AVAILABLE DATA.

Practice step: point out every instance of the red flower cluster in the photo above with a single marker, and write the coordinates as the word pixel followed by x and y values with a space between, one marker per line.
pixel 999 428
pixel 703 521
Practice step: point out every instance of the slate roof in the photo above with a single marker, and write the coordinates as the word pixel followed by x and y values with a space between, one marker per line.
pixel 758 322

PROBLEM DETAILS.
What is needed is an exact copy of all the entries.

RESPONSE.
Practice step: point out every instance of the red flower cluster in the photo above with a single marker, and write the coordinates as the word pixel followed by x and y values with a space between, one marker per line.
pixel 999 428
pixel 703 521
Practice step: point out every instance of the slate roof in the photo above with a single marker, and write the coordinates as the word pixel followed by x and y values with a space between, one marker per line.
pixel 758 322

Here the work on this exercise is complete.